### Work to complete
**1.** In the avocado article below, condense the paragraph beginning "Comparing with coffee" into a short bulleted list that keeps its main facts.
**2.** Answer these questions from the avocado article below:
(a) What avocado variety did the joint program introduce to farmers?
(b) How many tons of avocado were exported in the first year?
(c) What price can a kilogram of avocado reach in China?

### Passage shown
EHPEA

Avocado set to become Ethiopia’s major export

The joint program by USAID, MASHAV of Israel and the Ministry of Agriculture of Ethiopia has introduced over 2,000 farmers with an avocado variety – Hass – imported from Israeli. The program over the past four years has managed to export Hass from Ethiopia and find the results encouraging and worth expanding, according to Wale Getaneh, Deputy coordinator of the project. “The reason we focused on avocado over the last four years is because the international market for it is rapidly growing that Ethiopia has suitable weather for growing avocado,” Mr. Wale told NewBusinessEthiopia.com. He stated that after familiarizing a few thousands of smallholder farmers with the avocado variety imported from Israel and teaching them how they can grow, the project has been exporting Hass avocado to the Netherlands by collecting from the farmers.“We started by exporting two tons of avocado four years ago. After we get good feedbacks from the importers, we decided to increase the volume annually including many smallholder farmers into the project,” he says.

The following year the export volume has increased to eight tons and then exported 14 tons the next year. Wale says they have exported a kilogram of avocado for $3.6, $4 and $5.7, consecutively.“When we exported the 14 tons, we made a trial by exporting eight tons using vessel to see the feasibility of the business for the private sector in the future. But the trial was not easy because of the not much developed logistics sector of Ethiopia, which includes waiting long to freezing container. But the avocados we exported using the vessels finally reached Rotterdam on the 36th day. It was encouraging and the feedback from the client was also very good,” he says, advising the private sector to move into growing avocado for export market.

Avocado VS coffee 

Wale also suggests that the government should consider good incentives for investors who come to invest in avocado production and export. This is because it has a potential to generate huge hard currency for the country even more than what the country is currently getting from coffee export.

“If well invested in, avocado can take over coffee in a short time in terms generating hard currency for Ethiopia,” Wale says, indicating that Ethiopia should learn from successful horticulture development experiences of Israel and the Netherlands.

Comparing with coffee, he says that one can plant up 2,600 coffee seedlings per hectare with output of 10 to 12 quintals per hectare. But by planting 416 seedlings of avocado per hectare with up to 20 tons per hectare, Ethiopia can get more export earnings as compared to what it is getting from one hectare of coffee.

He states that in China the price for a kilogram of avocado may reach up to $17, while in California, which is also avocado growing area, a single avocado may be sold up to $2.

The global demand projection of avocado for the coming 20 years is estimated to continuously grow.

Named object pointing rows
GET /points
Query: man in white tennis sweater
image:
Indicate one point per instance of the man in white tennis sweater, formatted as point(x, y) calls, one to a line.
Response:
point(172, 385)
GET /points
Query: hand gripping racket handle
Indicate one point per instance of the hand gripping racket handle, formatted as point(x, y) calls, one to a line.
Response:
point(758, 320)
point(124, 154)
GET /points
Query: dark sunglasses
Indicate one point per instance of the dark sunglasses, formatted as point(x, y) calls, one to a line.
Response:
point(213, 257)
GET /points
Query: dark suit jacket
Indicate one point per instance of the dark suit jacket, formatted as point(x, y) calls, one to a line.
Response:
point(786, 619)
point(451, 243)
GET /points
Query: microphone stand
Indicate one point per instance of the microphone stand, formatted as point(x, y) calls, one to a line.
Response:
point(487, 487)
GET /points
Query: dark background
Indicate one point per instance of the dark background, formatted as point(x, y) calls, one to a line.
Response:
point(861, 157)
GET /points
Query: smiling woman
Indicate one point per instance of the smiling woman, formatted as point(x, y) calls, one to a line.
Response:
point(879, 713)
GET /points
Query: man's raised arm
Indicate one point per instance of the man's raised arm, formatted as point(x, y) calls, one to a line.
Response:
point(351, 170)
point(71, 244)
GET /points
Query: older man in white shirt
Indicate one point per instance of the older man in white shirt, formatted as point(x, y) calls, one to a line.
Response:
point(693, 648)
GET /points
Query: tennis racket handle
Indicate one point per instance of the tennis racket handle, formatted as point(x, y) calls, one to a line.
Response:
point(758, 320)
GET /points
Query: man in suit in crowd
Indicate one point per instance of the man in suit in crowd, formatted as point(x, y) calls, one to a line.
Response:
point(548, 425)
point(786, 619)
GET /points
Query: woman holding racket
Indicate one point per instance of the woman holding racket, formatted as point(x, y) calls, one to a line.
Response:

### Answers to the exercise
**1.**
- Coffee: up to 2,600 seedlings per hectare, yielding 10 to 12 quintals per hectare.
- Avocado: 416 seedlings per hectare, yielding up to 20 tons per hectare.
- Ethiopia can therefore earn more export income from a hectare of avocado than from a hectare of coffee.

**2.**
(a) Hass, imported from Israel.
(b) Two tons.
(c) Up to $17.